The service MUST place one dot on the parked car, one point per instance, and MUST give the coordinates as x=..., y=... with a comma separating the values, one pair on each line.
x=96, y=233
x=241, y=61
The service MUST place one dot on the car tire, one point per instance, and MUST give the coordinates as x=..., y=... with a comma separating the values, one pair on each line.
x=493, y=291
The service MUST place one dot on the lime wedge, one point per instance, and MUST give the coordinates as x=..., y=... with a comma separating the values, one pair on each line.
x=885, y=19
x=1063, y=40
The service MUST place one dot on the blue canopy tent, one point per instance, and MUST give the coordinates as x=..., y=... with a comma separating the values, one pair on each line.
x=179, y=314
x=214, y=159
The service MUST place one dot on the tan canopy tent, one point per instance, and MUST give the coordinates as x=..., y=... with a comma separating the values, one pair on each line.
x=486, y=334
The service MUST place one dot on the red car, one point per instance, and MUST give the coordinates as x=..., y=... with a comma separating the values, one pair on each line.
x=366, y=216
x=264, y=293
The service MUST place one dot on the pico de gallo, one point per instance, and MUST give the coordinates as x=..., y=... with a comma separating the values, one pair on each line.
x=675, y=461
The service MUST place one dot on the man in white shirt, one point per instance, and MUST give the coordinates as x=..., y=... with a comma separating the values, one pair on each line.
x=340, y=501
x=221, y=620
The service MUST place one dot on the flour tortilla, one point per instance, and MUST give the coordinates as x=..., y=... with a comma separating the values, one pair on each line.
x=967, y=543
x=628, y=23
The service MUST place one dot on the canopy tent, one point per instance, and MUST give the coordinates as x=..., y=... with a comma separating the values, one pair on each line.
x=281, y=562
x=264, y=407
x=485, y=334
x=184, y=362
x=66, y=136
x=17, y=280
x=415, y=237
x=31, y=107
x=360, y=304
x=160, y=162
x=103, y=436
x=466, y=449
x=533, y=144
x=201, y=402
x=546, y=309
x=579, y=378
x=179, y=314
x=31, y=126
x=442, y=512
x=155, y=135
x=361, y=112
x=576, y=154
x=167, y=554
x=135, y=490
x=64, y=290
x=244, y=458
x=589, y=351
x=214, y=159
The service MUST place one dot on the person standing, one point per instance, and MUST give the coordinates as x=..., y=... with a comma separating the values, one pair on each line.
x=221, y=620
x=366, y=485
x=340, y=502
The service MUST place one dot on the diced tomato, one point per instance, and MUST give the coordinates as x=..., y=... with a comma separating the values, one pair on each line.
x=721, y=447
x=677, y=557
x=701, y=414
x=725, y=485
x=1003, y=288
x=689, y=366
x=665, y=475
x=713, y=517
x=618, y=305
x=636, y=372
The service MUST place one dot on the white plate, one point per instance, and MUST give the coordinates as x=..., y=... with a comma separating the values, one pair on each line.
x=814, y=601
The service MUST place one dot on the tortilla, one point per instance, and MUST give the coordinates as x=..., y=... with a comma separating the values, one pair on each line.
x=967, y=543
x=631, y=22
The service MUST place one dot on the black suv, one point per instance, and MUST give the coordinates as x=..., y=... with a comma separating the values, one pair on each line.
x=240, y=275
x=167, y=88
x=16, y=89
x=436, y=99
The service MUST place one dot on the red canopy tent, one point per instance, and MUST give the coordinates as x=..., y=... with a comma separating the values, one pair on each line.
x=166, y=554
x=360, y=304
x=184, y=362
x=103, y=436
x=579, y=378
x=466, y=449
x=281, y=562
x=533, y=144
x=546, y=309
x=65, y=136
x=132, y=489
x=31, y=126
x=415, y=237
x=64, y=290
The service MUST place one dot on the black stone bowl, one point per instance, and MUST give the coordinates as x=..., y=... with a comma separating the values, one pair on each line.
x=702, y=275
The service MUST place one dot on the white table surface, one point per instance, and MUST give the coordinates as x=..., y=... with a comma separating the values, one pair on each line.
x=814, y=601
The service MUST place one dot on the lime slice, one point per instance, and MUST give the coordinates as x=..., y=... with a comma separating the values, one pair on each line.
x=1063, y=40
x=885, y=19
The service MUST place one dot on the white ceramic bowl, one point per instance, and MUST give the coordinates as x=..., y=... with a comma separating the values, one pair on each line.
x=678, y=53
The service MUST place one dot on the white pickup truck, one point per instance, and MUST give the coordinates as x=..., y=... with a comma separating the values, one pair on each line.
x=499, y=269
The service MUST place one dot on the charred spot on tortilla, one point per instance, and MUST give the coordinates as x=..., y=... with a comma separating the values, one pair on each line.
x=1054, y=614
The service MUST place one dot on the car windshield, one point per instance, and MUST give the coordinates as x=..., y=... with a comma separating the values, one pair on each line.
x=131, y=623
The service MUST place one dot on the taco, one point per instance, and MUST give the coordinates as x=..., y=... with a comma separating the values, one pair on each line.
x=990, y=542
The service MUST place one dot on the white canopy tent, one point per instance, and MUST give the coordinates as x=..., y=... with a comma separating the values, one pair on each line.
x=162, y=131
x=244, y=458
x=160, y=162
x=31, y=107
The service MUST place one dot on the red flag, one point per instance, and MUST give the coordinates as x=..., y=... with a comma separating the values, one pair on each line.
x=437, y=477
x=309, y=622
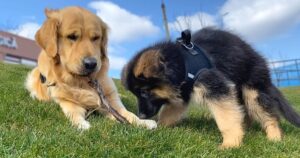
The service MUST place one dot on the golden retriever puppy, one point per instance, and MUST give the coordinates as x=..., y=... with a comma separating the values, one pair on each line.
x=74, y=50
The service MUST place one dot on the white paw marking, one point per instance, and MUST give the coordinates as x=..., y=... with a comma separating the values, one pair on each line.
x=83, y=125
x=149, y=124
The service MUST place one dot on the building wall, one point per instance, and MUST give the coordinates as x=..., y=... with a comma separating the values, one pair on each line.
x=18, y=50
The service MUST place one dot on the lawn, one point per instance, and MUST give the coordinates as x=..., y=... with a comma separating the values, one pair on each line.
x=29, y=128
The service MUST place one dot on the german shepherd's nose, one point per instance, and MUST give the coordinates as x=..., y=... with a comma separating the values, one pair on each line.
x=89, y=63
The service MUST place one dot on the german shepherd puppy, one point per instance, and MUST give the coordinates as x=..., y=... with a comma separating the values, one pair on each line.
x=237, y=87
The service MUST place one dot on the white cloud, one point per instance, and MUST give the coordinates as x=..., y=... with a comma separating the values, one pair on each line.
x=116, y=62
x=123, y=24
x=27, y=30
x=193, y=22
x=260, y=19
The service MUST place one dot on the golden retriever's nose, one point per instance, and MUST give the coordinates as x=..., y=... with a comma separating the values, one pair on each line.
x=90, y=63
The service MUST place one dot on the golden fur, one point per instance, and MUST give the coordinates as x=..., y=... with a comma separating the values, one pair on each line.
x=66, y=37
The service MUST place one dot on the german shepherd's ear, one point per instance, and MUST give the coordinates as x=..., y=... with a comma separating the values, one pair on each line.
x=46, y=36
x=150, y=64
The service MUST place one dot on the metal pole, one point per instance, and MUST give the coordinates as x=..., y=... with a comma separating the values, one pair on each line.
x=163, y=7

════════════════

Please copy the data above exactly; the pictures do not belong in the copy.

The service MUST place one dot on the parked car, one point per instance, and MUST give the coordinates as x=..., y=... with a comma separating the values, one pair on each line.
x=96, y=233
x=241, y=61
The service MUST place one dot on the car tire, one point per instance, and MUST give the coordinates as x=..., y=... with a comma separating the values, one pair on each line.
x=493, y=291
The service MUST place one dot on the lime wedge, one point per instance, and MUST give the coordinates as x=..., y=... with a comma separating the values, one pair on each line.
x=885, y=19
x=1063, y=40
The service MUST place one dot on the blue canopy tent, one point per instance, and MUST give the coordinates as x=..., y=... with a comma separating the values, one pair on each line.
x=179, y=314
x=214, y=159
The service MUST place one dot on the tan canopy tent, one point per instance, and MUST give the coordinates as x=..., y=... with a comma separating the values, one pair on each line.
x=486, y=334
The service MUST place one dot on the red car, one point per instance, and MUST give the coordinates as x=..., y=... with a comma separating the values, one pair on each line.
x=366, y=216
x=264, y=293
The service MUST place one dot on the pico de gallo, one point per instance, and MUST give the coordinates as x=..., y=... with a comma separating the values, one pair on each line.
x=675, y=461
The service MUST place one dot on the man in white shirt, one point per instance, and MUST give the coordinates as x=..., y=... with a comma separating the values, one pair on each line.
x=340, y=501
x=221, y=620
The service MUST place one dot on the flour tortilla, one point per instance, and MUST give the coordinates as x=..., y=... with a comma separating the values, one pair on each line.
x=967, y=543
x=628, y=23
The service MUST place one dot on the canopy tent, one point per instance, and MUST give the coordinates as x=..., y=... with a comma separating the values, one pair on each line.
x=281, y=562
x=264, y=407
x=485, y=334
x=184, y=362
x=66, y=136
x=17, y=280
x=415, y=237
x=31, y=107
x=360, y=304
x=160, y=162
x=103, y=436
x=466, y=449
x=533, y=144
x=201, y=402
x=546, y=309
x=579, y=378
x=179, y=314
x=31, y=126
x=442, y=512
x=155, y=135
x=361, y=112
x=576, y=154
x=167, y=554
x=135, y=490
x=64, y=290
x=244, y=458
x=589, y=351
x=214, y=159
The service MUST place one dot on the person standing, one point per instance, and MUST give the coordinates as x=..., y=... with a comma separating the values, one pair on each line.
x=221, y=620
x=366, y=485
x=340, y=502
The service MUST place one dot on the diced tomato, one point per instance, and MUST give the coordinates as x=..., y=... with a comma separating the values, one pair on each line.
x=721, y=447
x=677, y=557
x=701, y=414
x=725, y=485
x=1003, y=288
x=689, y=366
x=665, y=475
x=713, y=517
x=618, y=305
x=636, y=372
The service MUST place one dot on the white plate, one point per instance, and MUST give the coordinates as x=..., y=... with a comma separating the values, one pair on each line.
x=814, y=601
The service MUST place one dot on the tortilla, one point per instance, and MUST give the coordinates as x=..., y=... with a comma separating the values, one pair on each line.
x=967, y=543
x=631, y=22
The service MUST place one dot on the black suv, one point per instance, and MUST give the coordinates as x=..., y=... with a comma separating the values, one pair on each line.
x=240, y=275
x=167, y=88
x=16, y=89
x=436, y=99
The service MUST place one dot on the red canopy tent, one point per instance, and MUST give the coordinates as x=..., y=... with a comma separating the values, one pair on each line.
x=166, y=554
x=360, y=304
x=184, y=362
x=103, y=436
x=579, y=378
x=466, y=449
x=281, y=562
x=533, y=144
x=546, y=309
x=65, y=136
x=132, y=489
x=31, y=126
x=415, y=237
x=64, y=290
The service MUST place one dot on the black stone bowl, one point per instance, and MUST give the coordinates as x=..., y=... with a comma separating the values, one pair on each line.
x=702, y=275
The service MUST place one dot on the white table surface, one point per instance, and MUST give the coordinates as x=..., y=... with a comma separating the values, one pair on each line.
x=814, y=601
The service MUST place one dot on the lime slice, one point per instance, and MUST give the coordinates as x=..., y=... with a comma separating the values, one pair on each line.
x=1063, y=40
x=885, y=19
The service MUST place one dot on the white ceramic bowl, one point per instance, and MUST give the coordinates as x=..., y=... with a comma separating the values, one pair on each line.
x=678, y=53
The service MUST place one dot on the white pickup truck, one point per instance, and MUST give the coordinates as x=..., y=... with a comma separating the values, one pair on each line.
x=499, y=269
The service MUST place one dot on the charred spot on tortilla, one point per instance, and MUST give the coordinates as x=..., y=... with a comma separating the values, one pair on each line.
x=1054, y=614
The service MUST place one dot on the car windshield, one point per instance, and MUST give the coordinates as x=..., y=... with a comma separating the values, one pair on each line.
x=131, y=623
The service MUST place one dot on the taco, one point per instance, and MUST give the coordinates as x=..., y=... with a comma separating the values, one pair on each line.
x=990, y=542
The service MUST place one dot on the white canopy tent, one point per instance, and MUST give the coordinates as x=..., y=... with a comma separating the values, one pair on each line.
x=162, y=131
x=244, y=458
x=160, y=162
x=31, y=107
The service MUST place one dot on the red flag, one point per instance, and MUST give the coordinates as x=..., y=... with a comma separating the values, one pair on each line.
x=437, y=477
x=309, y=622
The service MUST place one dot on the golden retriever puppy, one point per instance, and MUST give the coordinates as x=..., y=... with a comma separating the values, one pair on each line.
x=74, y=50
The service MUST place one dot on the white paw marking, one point per instance, and MUST give the coordinates as x=..., y=... with a comma separating the values, one pair on each line.
x=83, y=125
x=149, y=124
The service MUST place one dot on the building wall, one point per instance, and MUST give the coordinates as x=..., y=... with a comma separating the values, one pair on each line.
x=18, y=50
The service MUST place one dot on the lawn, one point per instance, and MUST give the coordinates as x=..., y=... with a comma separating the values, one pair on each line.
x=29, y=128
The service MUST place one dot on the german shepherd's nose, one point per instance, and MUST give the coordinates as x=..., y=... with a comma separating the values, one pair on each line.
x=89, y=63
The service MUST place one dot on the german shepherd puppy, one point per instance, and MUST give the coordinates as x=..., y=... with a comma separating the values, one pair on each line.
x=237, y=87
The service MUST place one dot on the white cloud, one point per instance, and MUST give the coordinates as x=..., y=... with a comma separating the values, one pair on each line.
x=116, y=62
x=123, y=24
x=27, y=30
x=193, y=22
x=260, y=19
The service MUST place one dot on the golden retriever's nose, one point per instance, and MUST give the coordinates as x=..., y=... with a comma separating the values, one pair on each line.
x=90, y=63
The service MUST place one dot on the golden fur, one point per instance, and MUST give the coordinates as x=..., y=... with a comma separating the values, one pair on each line.
x=66, y=37
The service MUST place one dot on the german shepherd's ear, one point per instance, and MUST give the coordinates as x=..., y=... with a comma separating the values, one pair on each line.
x=46, y=36
x=150, y=64
The service MUST place one dot on the metal pole, one point per instance, and MUST give the coordinates as x=..., y=... with a comma separating the values, one pair on each line.
x=163, y=7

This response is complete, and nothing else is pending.